WHAT THE EXERCISE ASKS |
Copy exactly the run of lines that begins at the line with "Would you mind marking the man" and ends at the final line of the entries.
START
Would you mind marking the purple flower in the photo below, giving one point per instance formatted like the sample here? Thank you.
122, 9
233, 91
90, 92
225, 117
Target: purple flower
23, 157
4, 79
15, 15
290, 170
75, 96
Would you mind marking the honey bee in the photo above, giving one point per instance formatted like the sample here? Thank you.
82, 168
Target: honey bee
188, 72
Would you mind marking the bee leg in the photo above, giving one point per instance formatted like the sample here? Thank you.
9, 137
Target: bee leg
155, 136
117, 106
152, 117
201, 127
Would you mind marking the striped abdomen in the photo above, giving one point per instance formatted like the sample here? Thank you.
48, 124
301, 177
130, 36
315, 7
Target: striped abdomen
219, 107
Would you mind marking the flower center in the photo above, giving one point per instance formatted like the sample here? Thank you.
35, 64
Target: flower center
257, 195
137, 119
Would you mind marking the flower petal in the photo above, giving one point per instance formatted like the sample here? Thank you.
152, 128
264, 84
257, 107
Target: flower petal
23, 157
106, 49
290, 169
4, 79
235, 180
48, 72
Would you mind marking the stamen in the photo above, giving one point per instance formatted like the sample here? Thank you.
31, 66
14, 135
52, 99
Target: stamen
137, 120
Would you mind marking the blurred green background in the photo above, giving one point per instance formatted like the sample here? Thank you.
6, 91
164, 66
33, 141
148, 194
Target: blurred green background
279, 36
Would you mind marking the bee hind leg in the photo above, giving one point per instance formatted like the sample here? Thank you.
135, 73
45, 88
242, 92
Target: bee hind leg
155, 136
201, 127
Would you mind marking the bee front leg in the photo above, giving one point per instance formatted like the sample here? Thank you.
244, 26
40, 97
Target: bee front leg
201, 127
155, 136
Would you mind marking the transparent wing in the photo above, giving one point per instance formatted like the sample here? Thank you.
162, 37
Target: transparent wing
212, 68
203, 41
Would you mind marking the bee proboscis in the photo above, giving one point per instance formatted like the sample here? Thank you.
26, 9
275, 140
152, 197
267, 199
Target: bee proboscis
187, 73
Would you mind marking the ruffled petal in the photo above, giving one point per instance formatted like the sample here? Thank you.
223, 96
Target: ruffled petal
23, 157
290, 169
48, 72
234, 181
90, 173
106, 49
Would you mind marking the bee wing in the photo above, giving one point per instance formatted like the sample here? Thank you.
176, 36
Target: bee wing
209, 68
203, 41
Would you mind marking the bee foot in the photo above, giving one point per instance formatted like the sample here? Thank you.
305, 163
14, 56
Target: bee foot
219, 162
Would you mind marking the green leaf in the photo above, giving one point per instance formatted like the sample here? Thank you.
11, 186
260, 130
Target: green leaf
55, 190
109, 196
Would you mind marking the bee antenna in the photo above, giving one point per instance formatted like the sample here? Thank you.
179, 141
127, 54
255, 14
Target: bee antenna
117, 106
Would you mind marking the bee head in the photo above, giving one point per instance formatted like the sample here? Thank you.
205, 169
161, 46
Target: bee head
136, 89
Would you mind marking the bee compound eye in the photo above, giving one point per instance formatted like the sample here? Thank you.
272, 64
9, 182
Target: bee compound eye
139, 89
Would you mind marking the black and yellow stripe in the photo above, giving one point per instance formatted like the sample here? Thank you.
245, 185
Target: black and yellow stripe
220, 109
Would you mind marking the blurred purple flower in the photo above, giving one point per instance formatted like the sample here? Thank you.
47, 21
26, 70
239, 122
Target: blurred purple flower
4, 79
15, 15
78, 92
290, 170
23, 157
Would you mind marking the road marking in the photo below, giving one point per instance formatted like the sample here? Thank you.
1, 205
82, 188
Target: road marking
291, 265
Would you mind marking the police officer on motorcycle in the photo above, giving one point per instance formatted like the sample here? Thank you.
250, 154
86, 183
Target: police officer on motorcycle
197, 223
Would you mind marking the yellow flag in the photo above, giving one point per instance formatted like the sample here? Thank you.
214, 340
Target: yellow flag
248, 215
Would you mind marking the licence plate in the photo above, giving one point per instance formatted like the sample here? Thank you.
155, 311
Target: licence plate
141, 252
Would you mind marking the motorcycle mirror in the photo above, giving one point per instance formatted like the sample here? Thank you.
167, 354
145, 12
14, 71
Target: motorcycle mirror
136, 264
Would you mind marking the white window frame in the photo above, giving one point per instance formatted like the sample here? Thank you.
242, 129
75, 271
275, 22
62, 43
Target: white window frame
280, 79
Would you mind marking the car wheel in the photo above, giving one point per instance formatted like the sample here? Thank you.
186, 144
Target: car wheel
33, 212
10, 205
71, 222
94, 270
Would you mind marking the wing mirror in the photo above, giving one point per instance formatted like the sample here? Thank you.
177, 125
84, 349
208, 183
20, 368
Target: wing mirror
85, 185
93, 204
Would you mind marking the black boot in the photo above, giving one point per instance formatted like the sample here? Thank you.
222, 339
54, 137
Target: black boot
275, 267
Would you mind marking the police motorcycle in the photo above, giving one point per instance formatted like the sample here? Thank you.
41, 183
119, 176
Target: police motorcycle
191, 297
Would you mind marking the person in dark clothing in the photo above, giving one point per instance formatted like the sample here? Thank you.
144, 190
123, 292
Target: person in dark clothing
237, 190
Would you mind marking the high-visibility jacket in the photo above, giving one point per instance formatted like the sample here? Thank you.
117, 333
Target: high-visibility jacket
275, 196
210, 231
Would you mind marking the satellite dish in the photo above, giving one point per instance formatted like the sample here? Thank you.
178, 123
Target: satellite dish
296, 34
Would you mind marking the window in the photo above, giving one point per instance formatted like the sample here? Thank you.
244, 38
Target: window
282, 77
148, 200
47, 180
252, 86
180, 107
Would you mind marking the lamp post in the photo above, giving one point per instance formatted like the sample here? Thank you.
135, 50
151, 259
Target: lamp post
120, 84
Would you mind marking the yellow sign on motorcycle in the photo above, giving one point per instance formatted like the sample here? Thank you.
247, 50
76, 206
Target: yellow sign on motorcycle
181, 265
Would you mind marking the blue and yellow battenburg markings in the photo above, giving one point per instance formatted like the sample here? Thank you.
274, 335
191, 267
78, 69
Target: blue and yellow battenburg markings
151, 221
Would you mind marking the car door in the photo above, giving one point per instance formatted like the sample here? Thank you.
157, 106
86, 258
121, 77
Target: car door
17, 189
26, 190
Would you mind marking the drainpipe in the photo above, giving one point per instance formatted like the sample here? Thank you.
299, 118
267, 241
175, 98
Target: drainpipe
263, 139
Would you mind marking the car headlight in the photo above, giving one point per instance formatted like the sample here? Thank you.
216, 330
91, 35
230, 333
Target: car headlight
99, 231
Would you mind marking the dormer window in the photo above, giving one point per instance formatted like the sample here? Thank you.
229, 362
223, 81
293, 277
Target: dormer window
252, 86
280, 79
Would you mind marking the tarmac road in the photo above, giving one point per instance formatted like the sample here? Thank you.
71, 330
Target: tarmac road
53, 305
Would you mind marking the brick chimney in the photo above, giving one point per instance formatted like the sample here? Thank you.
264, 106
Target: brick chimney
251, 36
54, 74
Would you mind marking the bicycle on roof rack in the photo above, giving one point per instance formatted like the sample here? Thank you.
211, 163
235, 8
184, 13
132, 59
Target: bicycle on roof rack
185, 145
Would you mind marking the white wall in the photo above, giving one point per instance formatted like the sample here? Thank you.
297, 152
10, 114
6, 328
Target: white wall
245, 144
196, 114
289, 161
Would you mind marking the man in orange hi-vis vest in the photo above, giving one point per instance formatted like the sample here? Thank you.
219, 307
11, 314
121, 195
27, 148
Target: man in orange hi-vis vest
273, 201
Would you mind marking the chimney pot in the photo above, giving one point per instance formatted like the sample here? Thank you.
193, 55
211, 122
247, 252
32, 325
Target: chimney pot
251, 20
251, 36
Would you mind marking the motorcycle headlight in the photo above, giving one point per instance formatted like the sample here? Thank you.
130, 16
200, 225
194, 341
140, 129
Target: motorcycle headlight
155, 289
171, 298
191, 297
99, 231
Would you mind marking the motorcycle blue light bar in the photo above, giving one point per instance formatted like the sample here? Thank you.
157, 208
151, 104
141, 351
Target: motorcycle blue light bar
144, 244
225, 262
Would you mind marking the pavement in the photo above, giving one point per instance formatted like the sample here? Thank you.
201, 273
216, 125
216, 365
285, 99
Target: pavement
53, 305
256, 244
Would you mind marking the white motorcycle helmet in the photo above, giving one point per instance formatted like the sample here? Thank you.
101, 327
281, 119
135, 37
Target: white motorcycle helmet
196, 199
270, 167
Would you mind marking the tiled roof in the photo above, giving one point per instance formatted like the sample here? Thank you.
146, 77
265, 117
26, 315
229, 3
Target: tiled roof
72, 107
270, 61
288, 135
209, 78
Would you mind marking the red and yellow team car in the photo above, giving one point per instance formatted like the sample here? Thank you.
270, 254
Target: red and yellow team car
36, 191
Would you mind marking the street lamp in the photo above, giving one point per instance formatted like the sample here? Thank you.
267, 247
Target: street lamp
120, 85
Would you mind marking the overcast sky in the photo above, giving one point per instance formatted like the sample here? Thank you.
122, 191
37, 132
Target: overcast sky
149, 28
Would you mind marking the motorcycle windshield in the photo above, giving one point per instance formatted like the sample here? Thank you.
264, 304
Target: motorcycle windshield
END
CORRECT OUTPUT |
Would you mind marking the man in orange hi-vis vest in the photo above, giving one point per instance formatted like the sample here? Thank you.
219, 307
11, 314
121, 195
27, 148
Target: man in orange hi-vis vest
273, 201
Would you mind marking the chimney pot in the photo above, giving one point per instance formatted like the sample here? Thank you.
193, 55
211, 122
247, 252
32, 325
Target: chimney pot
251, 20
251, 36
Would you mind marking the motorcycle headlight in the photo above, giving one point per instance formatted like the sample here? Thank you.
130, 16
200, 225
194, 341
140, 129
Target: motorcycle headlight
155, 289
171, 298
191, 297
99, 231
Would you mind marking the motorcycle blue light bar in the photo above, giving one point per instance formatted like the sample here? Thank you.
157, 208
151, 104
141, 351
Target: motorcycle blue light bar
144, 244
225, 262
Would you mind marking the pavement in the photo above, giving one point per instance formatted like the sample here? Thank you.
201, 273
216, 125
216, 365
285, 99
Target: pavement
53, 305
256, 244
Would you mind marking the white motorcycle helmet in the photo above, giving one point per instance formatted like the sample here? Thank you.
101, 327
281, 119
135, 37
Target: white motorcycle helmet
196, 199
270, 167
Would you mind marking the tiled roof in the photo above, giving one point per instance formatted like the sample here? Thank you.
146, 77
265, 117
26, 315
229, 3
Target: tiled roof
72, 107
270, 61
288, 135
209, 78
Would you mind marking the red and yellow team car in the photo above, giving one point per instance formatted like the sample here? Thank you.
270, 254
Target: red and yellow team car
36, 191
Would you mind marking the street lamp in the photo above, giving one point per instance formatted like the sample here? Thank you.
267, 247
Target: street lamp
120, 85
Would you mind marking the overcast sky in the photo above, giving one point per instance formatted like the sample here? Thank you.
122, 191
37, 132
Target: overcast sky
149, 28
Would you mind marking the motorcycle windshield in the photo above, giving one point per instance formatted like the sample here? Thank you.
264, 304
Target: motorcycle windshield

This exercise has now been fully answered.